▶ **Your task**:
Can you rewrite everything from the line containing "Give the segmentation of every instance of the thai" down to the line containing "351L204 322L124 309L91", swapping "thai script sign" for "Thai-lettered sign" and leaving all else as it stands?

▶ **Data lines**:
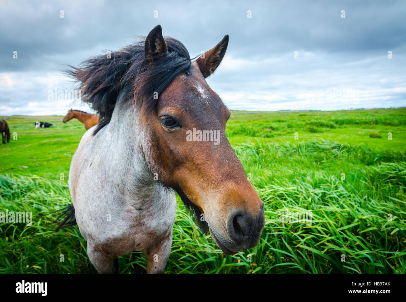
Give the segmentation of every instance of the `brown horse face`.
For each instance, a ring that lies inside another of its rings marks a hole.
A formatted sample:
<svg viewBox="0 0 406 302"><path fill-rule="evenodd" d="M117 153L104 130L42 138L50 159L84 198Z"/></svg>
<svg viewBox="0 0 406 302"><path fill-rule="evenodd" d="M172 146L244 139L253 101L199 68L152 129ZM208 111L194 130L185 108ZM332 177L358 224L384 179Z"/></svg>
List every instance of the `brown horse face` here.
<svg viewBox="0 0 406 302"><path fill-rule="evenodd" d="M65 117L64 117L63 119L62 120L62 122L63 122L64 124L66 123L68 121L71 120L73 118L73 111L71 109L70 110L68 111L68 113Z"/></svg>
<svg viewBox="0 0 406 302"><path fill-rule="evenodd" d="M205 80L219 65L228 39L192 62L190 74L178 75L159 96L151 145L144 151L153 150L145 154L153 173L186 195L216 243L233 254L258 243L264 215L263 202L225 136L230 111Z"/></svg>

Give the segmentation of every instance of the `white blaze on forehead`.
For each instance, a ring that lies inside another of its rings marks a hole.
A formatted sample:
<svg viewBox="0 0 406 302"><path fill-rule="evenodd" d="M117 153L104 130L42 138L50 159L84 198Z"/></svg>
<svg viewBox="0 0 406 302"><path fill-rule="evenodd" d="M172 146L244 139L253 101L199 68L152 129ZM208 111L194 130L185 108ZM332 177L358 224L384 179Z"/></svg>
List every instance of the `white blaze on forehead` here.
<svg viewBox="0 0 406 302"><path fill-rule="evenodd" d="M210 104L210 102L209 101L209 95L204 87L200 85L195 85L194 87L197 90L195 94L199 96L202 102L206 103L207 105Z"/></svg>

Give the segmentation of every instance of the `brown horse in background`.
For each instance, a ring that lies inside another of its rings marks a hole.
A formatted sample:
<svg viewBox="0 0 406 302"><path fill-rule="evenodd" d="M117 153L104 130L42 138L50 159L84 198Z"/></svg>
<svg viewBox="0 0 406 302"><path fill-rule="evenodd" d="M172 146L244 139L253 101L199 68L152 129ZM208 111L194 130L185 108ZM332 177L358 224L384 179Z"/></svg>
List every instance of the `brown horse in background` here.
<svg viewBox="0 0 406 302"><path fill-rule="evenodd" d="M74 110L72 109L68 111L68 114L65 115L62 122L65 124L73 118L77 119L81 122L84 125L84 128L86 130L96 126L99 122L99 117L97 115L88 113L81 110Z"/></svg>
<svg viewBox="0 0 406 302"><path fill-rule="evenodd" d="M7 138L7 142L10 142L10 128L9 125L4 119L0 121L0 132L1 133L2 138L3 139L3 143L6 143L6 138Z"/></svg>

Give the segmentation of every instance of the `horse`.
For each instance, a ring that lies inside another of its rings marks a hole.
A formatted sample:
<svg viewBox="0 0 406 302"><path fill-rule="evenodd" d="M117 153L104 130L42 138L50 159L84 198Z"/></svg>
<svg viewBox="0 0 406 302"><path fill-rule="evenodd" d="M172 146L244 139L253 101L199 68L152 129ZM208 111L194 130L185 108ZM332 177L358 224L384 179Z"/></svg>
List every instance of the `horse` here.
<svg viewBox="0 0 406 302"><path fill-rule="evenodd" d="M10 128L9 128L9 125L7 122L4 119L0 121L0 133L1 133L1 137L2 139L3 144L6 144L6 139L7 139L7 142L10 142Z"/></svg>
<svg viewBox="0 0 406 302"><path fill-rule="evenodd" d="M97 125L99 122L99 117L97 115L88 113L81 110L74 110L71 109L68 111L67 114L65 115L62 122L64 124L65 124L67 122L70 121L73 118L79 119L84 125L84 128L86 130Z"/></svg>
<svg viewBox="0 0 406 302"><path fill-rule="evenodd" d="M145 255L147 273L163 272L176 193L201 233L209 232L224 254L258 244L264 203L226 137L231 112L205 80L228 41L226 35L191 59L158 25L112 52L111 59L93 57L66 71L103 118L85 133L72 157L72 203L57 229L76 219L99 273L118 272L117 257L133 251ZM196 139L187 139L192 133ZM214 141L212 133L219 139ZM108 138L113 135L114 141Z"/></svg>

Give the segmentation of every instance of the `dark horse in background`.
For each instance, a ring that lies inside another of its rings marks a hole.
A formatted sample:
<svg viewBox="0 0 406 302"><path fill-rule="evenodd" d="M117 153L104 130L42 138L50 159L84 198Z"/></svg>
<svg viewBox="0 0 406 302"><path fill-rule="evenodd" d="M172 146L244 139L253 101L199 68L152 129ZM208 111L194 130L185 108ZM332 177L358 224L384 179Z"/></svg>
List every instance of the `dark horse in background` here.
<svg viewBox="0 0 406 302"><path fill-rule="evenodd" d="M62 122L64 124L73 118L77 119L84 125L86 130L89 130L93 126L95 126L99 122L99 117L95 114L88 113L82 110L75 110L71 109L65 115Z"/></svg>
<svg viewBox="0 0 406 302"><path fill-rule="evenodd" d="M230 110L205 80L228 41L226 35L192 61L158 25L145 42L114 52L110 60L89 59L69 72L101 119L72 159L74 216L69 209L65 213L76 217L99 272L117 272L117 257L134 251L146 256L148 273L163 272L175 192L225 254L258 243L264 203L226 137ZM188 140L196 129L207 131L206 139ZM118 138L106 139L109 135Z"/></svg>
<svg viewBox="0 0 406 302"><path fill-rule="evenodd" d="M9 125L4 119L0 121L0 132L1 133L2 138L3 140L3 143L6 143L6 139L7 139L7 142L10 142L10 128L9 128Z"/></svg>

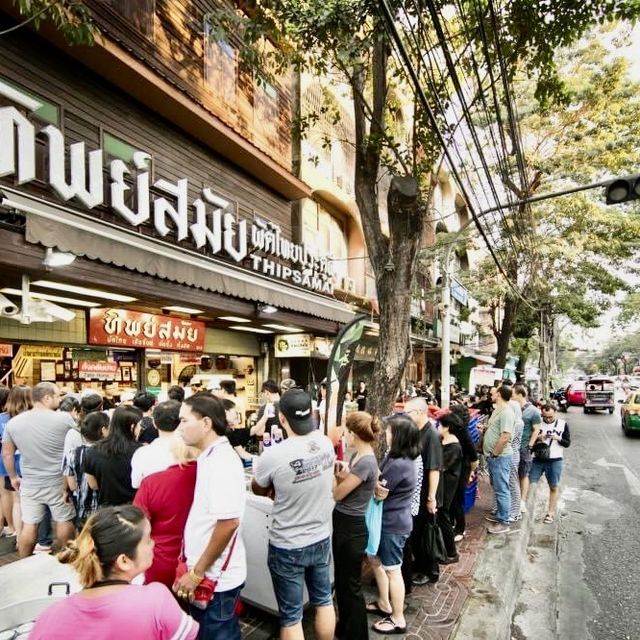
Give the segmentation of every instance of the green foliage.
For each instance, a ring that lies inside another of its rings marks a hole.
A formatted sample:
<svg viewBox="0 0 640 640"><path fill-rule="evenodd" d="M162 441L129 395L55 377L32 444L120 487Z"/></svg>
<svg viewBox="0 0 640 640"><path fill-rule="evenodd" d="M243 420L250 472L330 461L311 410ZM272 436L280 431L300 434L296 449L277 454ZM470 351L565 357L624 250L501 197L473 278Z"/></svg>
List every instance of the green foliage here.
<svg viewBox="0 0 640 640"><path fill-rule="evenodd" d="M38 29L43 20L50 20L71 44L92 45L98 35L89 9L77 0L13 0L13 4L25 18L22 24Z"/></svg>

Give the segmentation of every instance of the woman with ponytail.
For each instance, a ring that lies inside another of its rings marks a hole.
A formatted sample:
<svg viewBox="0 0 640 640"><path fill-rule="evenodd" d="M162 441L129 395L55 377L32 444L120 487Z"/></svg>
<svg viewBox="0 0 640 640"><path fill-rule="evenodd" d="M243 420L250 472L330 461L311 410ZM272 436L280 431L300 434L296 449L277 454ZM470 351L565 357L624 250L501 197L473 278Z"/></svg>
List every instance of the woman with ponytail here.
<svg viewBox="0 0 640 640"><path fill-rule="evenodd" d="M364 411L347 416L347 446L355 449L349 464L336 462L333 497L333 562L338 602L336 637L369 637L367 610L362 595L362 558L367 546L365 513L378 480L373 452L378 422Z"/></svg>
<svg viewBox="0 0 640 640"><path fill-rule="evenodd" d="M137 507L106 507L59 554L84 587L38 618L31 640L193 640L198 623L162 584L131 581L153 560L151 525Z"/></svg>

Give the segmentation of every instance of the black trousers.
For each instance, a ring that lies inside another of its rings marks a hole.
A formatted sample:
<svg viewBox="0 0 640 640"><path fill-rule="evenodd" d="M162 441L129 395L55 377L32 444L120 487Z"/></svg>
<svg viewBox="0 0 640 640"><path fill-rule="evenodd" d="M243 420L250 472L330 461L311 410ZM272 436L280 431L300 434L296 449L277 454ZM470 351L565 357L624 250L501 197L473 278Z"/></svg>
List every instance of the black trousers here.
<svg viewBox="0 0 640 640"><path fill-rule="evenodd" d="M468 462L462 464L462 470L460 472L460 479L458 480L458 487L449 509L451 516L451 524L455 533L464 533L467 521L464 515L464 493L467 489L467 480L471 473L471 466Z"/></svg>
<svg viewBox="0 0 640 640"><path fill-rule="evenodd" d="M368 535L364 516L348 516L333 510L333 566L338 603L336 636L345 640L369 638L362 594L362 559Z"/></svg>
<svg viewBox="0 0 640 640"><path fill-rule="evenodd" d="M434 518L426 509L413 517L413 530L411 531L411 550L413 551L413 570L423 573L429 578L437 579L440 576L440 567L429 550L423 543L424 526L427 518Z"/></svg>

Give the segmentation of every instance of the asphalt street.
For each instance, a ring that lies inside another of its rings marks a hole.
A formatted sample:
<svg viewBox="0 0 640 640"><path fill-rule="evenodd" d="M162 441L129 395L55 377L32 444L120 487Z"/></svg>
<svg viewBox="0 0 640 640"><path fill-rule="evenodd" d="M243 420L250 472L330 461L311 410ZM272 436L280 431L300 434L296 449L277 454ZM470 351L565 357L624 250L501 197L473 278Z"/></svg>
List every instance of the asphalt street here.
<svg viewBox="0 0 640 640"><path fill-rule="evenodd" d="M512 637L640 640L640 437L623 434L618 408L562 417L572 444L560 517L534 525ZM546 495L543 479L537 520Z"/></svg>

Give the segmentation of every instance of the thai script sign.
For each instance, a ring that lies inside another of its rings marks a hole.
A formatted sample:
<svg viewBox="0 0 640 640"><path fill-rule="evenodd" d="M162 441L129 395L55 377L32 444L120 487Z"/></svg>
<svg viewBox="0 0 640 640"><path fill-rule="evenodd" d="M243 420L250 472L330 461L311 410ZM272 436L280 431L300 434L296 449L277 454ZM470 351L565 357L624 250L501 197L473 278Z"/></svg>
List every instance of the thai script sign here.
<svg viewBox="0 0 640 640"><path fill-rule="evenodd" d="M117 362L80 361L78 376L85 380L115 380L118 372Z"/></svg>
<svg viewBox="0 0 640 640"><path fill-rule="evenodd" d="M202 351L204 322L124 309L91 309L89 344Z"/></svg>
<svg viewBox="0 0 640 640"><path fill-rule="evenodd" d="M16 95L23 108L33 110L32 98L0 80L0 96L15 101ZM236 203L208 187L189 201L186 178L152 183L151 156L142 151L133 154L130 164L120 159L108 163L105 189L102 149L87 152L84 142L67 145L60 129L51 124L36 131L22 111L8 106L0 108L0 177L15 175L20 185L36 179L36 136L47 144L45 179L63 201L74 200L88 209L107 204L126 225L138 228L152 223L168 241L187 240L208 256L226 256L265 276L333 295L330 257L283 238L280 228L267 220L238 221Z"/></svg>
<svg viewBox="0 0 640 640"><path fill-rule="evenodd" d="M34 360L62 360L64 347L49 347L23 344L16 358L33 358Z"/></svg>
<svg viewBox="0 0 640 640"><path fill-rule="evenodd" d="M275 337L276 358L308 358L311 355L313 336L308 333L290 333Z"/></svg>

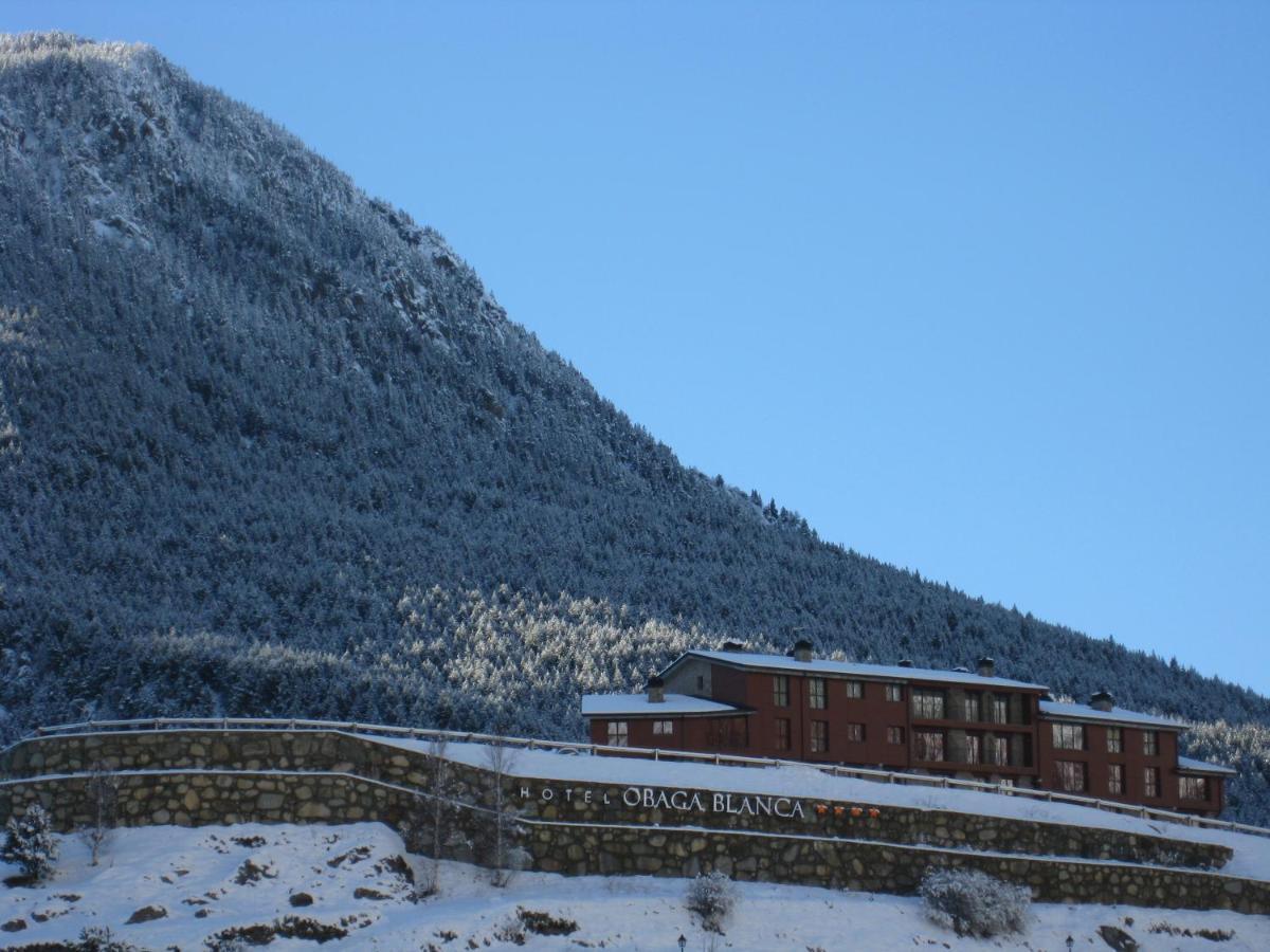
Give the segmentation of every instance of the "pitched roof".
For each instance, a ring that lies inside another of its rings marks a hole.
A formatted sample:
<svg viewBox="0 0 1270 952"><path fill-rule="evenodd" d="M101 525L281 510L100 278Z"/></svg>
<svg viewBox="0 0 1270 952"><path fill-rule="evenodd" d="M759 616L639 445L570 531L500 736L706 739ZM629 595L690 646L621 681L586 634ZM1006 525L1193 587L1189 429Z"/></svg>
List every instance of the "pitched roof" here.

▶ **Complete response**:
Give the segmentation of every instance of the Thai-lettered sign.
For each instance, a ring that lies inside another of its rings marks a hole.
A formatted sample:
<svg viewBox="0 0 640 640"><path fill-rule="evenodd" d="M162 441L129 395L55 377L32 444L120 487Z"/></svg>
<svg viewBox="0 0 640 640"><path fill-rule="evenodd" d="M243 420L250 472L330 461L311 410ZM272 436L280 431L300 434L296 449L277 454ZM470 351L565 357L624 250L501 197L473 278Z"/></svg>
List every instance of the Thai-lettered sign here.
<svg viewBox="0 0 640 640"><path fill-rule="evenodd" d="M117 362L80 361L78 376L85 380L115 380L118 372Z"/></svg>
<svg viewBox="0 0 640 640"><path fill-rule="evenodd" d="M202 351L204 322L124 309L91 309L89 344Z"/></svg>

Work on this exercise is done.